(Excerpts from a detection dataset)
>> begin
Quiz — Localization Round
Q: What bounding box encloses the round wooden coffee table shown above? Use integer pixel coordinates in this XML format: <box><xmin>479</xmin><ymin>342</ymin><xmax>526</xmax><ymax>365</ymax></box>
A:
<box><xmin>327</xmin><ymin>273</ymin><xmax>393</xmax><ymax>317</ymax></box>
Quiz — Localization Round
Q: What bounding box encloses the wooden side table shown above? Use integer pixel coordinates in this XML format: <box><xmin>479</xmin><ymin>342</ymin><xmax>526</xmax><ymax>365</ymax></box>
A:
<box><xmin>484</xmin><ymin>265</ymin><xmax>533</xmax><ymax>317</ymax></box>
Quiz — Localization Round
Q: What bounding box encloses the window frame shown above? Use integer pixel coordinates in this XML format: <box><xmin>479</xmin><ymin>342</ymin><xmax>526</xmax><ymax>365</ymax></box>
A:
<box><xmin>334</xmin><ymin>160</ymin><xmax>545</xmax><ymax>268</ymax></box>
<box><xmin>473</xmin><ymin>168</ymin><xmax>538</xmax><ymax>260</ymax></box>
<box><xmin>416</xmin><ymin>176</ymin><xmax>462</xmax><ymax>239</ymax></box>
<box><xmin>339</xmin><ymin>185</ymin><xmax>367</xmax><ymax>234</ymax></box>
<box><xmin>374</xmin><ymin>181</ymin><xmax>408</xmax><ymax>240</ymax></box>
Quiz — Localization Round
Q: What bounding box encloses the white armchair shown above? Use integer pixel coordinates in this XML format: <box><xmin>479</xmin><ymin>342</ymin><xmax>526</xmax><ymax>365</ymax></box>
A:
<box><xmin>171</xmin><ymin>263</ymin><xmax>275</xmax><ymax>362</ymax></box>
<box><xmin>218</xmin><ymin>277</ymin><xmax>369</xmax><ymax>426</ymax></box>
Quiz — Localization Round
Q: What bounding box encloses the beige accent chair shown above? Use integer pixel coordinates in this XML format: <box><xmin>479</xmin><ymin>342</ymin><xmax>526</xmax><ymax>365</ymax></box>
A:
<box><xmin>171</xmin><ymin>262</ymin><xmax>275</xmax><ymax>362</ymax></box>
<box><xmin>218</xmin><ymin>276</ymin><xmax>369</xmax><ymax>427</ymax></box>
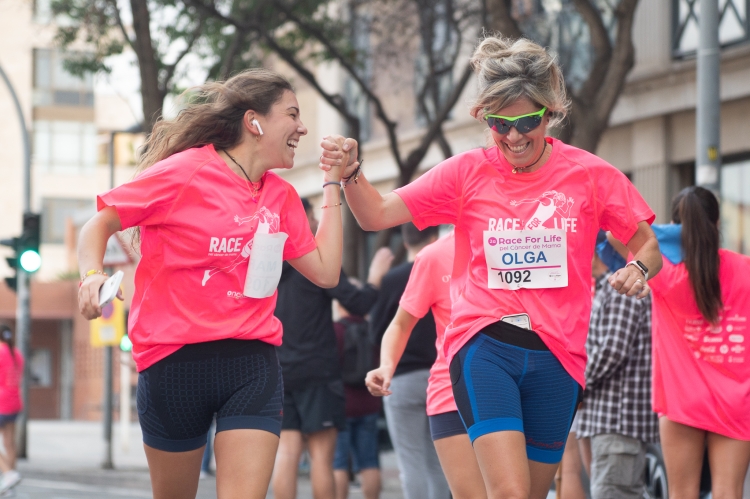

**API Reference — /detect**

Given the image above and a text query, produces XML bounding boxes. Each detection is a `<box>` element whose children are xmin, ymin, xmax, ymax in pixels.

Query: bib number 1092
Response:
>> end
>> begin
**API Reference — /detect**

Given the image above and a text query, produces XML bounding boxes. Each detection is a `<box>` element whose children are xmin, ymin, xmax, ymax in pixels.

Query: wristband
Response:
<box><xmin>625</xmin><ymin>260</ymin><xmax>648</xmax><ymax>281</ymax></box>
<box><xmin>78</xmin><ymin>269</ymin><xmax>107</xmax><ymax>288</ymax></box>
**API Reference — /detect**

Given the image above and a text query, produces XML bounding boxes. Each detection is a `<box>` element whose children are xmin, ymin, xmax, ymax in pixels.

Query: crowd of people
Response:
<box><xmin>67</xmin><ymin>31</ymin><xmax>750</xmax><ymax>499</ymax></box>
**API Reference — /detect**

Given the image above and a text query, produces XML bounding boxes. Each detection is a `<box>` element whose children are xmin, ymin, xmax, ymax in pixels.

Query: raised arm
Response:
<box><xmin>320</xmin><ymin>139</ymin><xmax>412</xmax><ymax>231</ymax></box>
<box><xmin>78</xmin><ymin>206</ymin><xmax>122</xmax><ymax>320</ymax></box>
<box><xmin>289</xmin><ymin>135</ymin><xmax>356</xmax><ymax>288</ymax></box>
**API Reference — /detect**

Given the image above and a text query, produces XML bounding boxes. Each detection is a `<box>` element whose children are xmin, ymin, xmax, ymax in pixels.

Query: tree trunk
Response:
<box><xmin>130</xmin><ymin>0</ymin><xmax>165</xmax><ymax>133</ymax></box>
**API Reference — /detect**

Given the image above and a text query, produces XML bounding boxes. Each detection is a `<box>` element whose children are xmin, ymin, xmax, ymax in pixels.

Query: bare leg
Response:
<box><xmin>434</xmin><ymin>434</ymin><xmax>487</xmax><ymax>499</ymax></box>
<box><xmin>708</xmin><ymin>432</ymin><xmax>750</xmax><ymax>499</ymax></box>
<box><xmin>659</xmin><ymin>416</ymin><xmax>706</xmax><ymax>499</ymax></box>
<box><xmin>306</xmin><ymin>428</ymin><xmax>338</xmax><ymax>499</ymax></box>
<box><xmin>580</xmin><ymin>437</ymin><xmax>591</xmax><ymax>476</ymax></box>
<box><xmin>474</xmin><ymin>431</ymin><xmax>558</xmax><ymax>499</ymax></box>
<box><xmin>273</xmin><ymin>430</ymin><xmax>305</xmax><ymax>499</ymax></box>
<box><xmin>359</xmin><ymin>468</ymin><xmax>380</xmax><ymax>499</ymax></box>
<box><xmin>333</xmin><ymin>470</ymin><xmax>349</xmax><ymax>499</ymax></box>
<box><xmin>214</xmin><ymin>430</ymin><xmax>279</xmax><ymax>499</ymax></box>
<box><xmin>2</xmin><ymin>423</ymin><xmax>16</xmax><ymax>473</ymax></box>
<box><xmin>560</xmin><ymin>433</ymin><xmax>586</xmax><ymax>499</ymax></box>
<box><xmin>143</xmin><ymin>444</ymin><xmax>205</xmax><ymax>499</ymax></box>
>> end
>> begin
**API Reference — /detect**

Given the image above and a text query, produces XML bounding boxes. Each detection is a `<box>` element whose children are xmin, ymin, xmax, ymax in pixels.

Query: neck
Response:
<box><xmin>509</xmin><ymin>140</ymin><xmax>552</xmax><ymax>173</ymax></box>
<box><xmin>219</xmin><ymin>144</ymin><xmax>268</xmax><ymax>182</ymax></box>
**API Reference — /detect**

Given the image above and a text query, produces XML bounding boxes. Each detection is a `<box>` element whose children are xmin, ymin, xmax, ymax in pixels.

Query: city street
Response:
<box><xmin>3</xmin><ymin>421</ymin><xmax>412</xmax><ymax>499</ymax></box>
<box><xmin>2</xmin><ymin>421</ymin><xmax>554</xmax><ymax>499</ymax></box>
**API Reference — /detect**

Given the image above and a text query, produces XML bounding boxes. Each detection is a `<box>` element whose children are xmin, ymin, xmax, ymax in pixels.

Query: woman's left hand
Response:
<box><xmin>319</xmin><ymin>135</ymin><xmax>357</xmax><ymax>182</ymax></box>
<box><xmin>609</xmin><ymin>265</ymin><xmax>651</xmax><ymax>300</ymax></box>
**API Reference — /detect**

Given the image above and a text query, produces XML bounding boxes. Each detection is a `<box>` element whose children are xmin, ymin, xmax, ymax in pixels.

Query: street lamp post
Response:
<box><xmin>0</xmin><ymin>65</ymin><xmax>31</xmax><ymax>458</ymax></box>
>> end
PROBLEM TO WORK ON: Count the lines of the data above that contain the string "street". Give only the number.

EXPECTED ANSWER: 2